__PROBLEM DESCRIPTION__
Retype, word for word, each line between the lines holding "positive clicks: (259, 185) (254, 168)" and "positive clicks: (240, 163) (232, 164)", inclusive, and leave the rest of the data alone.

Records from a dataset:
━━━━

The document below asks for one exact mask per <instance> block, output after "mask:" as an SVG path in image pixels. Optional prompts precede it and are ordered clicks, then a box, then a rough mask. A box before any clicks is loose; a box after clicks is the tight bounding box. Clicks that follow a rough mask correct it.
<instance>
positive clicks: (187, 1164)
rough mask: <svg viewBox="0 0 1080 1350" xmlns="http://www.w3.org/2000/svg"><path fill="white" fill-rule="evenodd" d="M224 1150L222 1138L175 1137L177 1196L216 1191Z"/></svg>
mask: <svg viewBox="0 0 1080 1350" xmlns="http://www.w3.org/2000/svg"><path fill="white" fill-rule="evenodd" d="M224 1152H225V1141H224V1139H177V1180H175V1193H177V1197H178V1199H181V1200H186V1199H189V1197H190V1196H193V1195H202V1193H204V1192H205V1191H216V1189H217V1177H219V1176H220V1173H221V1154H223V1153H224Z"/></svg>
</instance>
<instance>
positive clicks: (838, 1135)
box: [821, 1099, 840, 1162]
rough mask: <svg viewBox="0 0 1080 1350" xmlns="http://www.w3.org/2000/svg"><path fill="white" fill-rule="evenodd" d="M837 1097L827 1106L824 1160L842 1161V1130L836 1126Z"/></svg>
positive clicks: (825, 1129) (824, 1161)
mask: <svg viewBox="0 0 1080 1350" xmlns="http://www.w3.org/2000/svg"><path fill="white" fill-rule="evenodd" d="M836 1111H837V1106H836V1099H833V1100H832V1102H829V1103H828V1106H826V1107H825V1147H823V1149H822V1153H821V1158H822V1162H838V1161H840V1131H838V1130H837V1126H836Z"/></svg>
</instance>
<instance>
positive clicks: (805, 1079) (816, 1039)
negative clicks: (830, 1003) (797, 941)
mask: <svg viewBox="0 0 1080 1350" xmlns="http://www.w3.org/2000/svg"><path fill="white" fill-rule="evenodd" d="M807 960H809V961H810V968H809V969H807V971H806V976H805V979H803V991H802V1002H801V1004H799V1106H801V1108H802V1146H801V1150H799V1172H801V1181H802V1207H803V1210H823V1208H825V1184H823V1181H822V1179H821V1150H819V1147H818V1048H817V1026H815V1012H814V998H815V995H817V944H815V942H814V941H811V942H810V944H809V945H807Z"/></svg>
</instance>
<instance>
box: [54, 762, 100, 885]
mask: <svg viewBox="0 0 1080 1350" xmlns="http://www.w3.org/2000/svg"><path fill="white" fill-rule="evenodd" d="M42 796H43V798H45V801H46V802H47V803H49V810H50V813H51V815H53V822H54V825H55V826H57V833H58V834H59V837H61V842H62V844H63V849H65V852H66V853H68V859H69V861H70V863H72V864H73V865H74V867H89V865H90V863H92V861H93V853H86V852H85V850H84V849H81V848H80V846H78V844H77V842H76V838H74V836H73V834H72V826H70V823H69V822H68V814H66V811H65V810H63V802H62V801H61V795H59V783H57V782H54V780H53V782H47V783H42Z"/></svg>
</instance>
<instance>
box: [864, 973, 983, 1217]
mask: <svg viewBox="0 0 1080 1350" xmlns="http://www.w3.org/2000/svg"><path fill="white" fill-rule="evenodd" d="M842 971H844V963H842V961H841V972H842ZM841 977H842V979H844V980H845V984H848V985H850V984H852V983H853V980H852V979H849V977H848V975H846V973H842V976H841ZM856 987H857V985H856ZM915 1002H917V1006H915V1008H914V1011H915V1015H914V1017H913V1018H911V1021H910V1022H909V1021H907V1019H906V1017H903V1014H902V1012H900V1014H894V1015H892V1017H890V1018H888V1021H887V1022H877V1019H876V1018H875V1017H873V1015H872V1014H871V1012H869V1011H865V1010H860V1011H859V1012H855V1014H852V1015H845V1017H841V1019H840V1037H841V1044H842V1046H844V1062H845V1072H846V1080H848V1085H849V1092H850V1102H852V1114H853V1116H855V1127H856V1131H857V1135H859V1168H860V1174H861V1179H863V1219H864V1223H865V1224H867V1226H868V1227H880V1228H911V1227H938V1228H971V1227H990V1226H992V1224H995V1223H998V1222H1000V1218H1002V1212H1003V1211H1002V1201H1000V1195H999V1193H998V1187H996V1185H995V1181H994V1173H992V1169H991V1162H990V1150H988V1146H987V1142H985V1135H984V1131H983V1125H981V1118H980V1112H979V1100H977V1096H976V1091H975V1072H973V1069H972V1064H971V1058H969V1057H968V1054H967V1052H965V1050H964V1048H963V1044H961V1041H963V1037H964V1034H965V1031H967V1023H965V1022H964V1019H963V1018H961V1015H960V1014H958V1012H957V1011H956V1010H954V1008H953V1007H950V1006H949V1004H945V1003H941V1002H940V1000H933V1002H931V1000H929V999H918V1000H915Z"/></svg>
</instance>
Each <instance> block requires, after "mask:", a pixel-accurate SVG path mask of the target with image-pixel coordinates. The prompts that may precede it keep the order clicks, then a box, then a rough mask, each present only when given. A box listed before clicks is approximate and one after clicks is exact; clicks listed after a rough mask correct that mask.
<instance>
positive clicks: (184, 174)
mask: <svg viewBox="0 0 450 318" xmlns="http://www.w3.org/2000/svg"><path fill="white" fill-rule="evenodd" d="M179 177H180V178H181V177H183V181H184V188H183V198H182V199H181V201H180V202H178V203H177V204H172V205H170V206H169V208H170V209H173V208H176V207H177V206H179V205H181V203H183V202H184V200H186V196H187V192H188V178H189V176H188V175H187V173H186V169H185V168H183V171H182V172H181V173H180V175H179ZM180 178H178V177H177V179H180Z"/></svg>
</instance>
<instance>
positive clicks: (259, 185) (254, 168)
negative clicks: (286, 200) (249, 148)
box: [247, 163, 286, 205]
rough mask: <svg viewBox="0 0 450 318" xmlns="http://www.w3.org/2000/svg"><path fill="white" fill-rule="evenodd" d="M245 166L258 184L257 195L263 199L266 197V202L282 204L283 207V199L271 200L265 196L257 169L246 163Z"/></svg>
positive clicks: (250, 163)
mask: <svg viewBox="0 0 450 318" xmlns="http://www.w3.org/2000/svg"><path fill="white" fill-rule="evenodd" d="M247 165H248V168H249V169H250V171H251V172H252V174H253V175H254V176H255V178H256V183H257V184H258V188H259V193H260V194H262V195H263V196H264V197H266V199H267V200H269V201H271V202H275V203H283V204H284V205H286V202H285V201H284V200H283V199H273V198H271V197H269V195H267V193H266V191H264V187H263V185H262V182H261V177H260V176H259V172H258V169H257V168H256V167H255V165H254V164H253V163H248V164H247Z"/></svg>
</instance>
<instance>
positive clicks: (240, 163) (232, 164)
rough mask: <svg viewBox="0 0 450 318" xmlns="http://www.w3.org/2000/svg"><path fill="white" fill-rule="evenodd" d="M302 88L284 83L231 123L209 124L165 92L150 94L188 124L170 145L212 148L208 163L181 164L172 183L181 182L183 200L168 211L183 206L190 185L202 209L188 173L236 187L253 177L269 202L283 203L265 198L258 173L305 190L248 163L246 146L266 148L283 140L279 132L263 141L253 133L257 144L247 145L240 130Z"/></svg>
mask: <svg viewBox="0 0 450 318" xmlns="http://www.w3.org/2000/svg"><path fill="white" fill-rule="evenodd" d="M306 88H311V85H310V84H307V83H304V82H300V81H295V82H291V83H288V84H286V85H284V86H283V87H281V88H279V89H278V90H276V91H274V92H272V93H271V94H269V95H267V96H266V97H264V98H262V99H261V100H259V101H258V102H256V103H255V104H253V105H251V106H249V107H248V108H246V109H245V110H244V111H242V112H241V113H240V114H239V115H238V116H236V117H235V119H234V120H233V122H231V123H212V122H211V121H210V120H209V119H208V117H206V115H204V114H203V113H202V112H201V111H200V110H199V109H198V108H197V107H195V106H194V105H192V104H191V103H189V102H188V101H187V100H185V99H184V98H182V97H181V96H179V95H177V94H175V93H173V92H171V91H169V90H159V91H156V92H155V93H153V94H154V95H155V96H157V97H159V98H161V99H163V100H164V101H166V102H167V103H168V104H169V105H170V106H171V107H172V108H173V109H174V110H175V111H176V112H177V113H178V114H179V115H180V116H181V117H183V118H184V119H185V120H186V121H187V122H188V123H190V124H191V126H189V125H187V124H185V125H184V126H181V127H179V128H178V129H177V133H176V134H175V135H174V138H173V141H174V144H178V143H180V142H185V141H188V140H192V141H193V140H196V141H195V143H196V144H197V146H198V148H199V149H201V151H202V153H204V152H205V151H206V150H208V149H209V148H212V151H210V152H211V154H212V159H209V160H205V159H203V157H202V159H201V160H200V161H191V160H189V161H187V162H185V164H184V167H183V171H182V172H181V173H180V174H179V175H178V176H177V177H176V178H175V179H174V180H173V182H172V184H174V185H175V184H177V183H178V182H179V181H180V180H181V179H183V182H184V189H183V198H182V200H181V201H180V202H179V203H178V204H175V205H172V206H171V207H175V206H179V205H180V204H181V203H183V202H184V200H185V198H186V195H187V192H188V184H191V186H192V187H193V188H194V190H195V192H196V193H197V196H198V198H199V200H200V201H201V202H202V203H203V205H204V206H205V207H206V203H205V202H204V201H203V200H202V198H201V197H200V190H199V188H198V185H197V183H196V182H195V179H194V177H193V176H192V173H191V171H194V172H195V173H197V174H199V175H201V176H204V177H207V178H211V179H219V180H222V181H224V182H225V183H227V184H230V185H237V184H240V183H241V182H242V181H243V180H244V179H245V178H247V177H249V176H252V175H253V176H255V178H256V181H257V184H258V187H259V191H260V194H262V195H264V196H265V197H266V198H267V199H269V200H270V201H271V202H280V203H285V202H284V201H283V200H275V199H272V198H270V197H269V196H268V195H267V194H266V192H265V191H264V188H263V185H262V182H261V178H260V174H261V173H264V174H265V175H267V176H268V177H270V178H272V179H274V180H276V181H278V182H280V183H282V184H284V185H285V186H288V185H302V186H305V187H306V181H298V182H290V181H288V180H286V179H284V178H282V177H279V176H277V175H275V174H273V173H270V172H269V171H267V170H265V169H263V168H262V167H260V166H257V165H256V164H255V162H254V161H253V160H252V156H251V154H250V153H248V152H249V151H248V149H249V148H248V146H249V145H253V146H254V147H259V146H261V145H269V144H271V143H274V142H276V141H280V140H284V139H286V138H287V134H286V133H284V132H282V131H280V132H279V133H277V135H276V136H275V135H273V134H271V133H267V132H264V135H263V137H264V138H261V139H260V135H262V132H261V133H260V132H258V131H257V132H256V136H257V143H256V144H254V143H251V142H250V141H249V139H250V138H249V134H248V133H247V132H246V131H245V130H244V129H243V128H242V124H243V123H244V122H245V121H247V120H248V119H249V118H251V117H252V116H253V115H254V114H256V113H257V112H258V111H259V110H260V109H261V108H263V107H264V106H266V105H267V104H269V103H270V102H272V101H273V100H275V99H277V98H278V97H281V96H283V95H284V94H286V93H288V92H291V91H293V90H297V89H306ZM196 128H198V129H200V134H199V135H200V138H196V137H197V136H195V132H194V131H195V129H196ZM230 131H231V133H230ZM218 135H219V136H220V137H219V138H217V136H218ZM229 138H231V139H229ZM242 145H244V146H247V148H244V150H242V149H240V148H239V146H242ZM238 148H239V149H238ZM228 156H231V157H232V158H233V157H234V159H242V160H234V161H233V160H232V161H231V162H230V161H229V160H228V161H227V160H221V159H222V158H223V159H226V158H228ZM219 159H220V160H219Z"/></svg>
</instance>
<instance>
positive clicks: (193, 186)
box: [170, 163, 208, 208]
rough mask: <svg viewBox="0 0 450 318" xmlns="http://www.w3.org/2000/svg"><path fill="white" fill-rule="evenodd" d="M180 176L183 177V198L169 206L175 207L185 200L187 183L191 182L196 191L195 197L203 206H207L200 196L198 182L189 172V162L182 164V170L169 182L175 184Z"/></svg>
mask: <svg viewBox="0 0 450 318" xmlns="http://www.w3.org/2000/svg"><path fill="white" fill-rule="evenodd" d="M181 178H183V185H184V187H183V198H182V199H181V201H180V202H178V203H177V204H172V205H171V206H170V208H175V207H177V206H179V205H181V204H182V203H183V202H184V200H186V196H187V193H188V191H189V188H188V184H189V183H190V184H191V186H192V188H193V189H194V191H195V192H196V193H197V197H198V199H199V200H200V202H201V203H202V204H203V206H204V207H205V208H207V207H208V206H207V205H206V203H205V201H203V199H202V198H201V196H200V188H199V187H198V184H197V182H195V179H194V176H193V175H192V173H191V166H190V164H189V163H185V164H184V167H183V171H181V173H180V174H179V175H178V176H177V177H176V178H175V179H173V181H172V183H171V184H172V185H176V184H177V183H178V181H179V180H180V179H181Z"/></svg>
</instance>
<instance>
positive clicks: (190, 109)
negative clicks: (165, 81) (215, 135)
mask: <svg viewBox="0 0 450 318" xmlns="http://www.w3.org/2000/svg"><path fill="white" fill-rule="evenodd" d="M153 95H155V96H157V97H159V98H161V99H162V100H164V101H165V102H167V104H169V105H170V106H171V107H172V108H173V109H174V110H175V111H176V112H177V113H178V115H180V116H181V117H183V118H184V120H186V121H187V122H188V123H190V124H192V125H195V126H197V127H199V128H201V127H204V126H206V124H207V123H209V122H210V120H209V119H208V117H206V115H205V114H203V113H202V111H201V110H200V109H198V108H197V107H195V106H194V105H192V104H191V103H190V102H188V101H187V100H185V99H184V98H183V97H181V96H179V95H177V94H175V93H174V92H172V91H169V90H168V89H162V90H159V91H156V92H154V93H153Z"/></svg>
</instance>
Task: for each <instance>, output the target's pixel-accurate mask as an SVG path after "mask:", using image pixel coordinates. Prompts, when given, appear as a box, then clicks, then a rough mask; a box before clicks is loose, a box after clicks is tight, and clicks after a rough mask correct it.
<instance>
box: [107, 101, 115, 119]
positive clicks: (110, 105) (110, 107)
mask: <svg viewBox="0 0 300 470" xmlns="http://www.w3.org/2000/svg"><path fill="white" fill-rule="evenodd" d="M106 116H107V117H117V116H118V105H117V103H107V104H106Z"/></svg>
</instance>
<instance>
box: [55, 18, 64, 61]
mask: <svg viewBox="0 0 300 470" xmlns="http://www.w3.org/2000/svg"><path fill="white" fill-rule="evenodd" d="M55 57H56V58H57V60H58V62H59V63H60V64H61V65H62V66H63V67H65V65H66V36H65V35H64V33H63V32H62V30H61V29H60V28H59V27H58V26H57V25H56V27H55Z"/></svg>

━━━━

__EXERCISE OUTPUT__
positive clicks: (259, 185) (254, 168)
negative clicks: (286, 200) (249, 148)
box: [247, 163, 286, 205]
rough mask: <svg viewBox="0 0 450 318" xmlns="http://www.w3.org/2000/svg"><path fill="white" fill-rule="evenodd" d="M245 166L258 184L257 195L263 199L266 197V202L282 204L283 207V199L271 200L265 196L257 169L246 163Z"/></svg>
positive clicks: (250, 163)
mask: <svg viewBox="0 0 450 318" xmlns="http://www.w3.org/2000/svg"><path fill="white" fill-rule="evenodd" d="M247 165H248V168H249V169H250V171H251V172H252V174H253V175H254V176H255V178H256V183H257V184H258V188H259V193H260V194H262V195H263V196H264V197H266V199H267V200H269V201H271V202H275V203H283V204H284V205H286V202H285V201H284V200H283V199H273V198H271V197H269V195H267V193H266V191H264V187H263V185H262V182H261V177H260V176H259V172H258V169H257V168H256V167H255V165H254V164H253V163H248V164H247Z"/></svg>
</instance>
<instance>
positive clicks: (240, 163) (232, 164)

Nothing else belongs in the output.